───── Supplied data

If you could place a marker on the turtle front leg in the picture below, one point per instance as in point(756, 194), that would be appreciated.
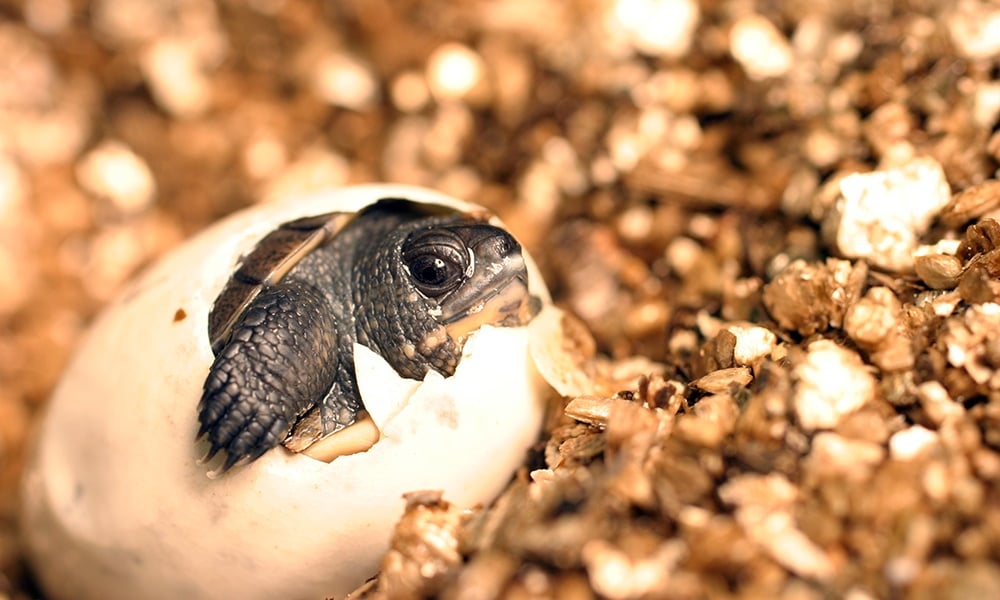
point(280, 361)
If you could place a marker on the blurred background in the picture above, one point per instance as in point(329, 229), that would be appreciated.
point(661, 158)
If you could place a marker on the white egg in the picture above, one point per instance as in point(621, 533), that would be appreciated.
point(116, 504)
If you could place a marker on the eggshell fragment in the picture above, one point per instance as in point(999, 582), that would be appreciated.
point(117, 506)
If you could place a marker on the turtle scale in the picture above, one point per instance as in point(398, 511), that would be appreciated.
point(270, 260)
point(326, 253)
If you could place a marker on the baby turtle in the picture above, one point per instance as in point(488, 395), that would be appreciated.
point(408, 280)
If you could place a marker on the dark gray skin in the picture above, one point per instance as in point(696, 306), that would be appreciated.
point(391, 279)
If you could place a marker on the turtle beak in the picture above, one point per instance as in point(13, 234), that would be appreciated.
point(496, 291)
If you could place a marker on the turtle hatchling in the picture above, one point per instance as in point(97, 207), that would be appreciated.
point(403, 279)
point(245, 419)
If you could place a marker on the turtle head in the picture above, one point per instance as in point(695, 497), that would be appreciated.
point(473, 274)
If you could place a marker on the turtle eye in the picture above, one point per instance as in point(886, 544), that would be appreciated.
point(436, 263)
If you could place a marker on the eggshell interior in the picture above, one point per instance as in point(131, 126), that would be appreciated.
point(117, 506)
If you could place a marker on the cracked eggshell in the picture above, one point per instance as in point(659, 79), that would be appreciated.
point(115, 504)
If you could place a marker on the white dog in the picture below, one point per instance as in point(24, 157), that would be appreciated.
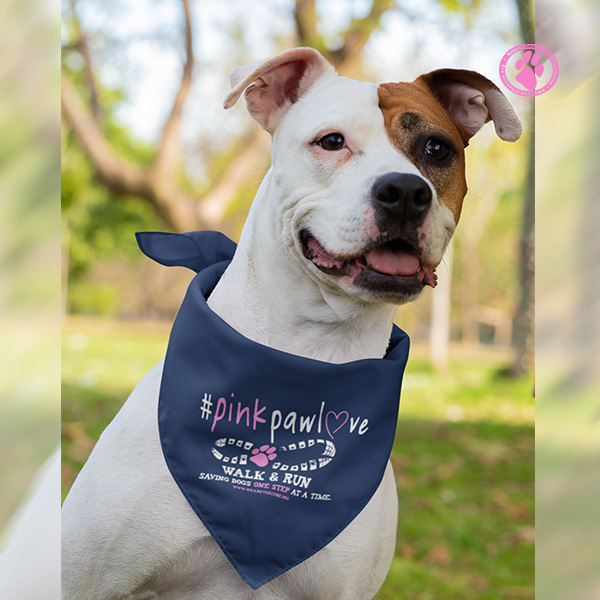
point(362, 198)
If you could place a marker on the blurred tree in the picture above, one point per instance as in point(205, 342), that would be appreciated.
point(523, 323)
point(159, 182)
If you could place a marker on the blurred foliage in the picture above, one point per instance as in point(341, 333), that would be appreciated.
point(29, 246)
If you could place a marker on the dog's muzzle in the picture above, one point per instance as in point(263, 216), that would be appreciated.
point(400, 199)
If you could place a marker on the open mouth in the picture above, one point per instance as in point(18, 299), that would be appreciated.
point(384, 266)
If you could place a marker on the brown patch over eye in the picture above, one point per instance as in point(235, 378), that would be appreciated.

──────────

=== Required work ===
Pictures in the entries are to be skipped, and everything else repeated word for word.

=== Output ===
If you could place a marker on the turtle front leg in the picture below, one point per instance as in point(756, 194), that would be appreciated.
point(280, 361)
If you could place a marker on the blurred background in the picture above, one point per instance as in point(329, 229), that would be appreciated.
point(661, 158)
If you could place a marker on the white egg in the picture above, one point per instance as in point(621, 533), that would be appreciated.
point(116, 504)
If you could place a marker on the eggshell fragment in the picture above, one point per instance as in point(999, 582), that would be appreciated.
point(117, 506)
If you could place a marker on the turtle scale in the picture above, one point per instance as in point(398, 511), that would be appreciated.
point(270, 260)
point(326, 253)
If you could place a marker on the baby turtle in the picture above, one point per instance as in point(488, 395), that would be appreciated.
point(408, 280)
If you could place a marker on the dark gray skin in the picture above, one point per instance as in point(696, 306), that would be appreciated.
point(391, 279)
If you could place a marker on the turtle beak in the picture above, one point per instance as in point(13, 234), that would be appreciated.
point(496, 291)
If you could place a marker on the turtle hatchling in the picture above, one point per instance as in point(97, 207), that would be appreciated.
point(403, 279)
point(245, 419)
If you could place a marker on the turtle head in the picture above, one point per instance as in point(695, 497), that would be appreciated.
point(473, 274)
If you could place a marker on the turtle eye in the picture above, one point per instance as in point(886, 544), that would be appreciated.
point(436, 263)
If you could place a marker on the eggshell interior in the picture above, one point per instance as in point(131, 126), that would be appreciated.
point(117, 506)
If you could place a marker on the cracked eggshell in the picture above, one point per instance as in point(659, 79), that would be appreciated.
point(115, 504)
If you could place a marker on the white dog in the picture below, one point per instance as in point(24, 157), that would be appreciated.
point(362, 198)
If you could place a marker on the blurred tree in the picture above, one point per instance as in point(205, 342), that would be appreciated.
point(523, 323)
point(159, 182)
If you could place a marker on the blurred foliage in the picture above, one point per instance as in point(341, 333), that would be appreciated.
point(29, 246)
If you could place a marker on the dog's muzzle in the picture above, one point per instance as in point(263, 216), that would be appreciated.
point(400, 199)
If you could place a marker on the open mouth in the picture above, one point per instance as in point(18, 299), that would be appreciated.
point(384, 266)
If you could place a marker on the brown patch over eye in the picture above, one point per instance as in point(235, 378), that would be appreciated.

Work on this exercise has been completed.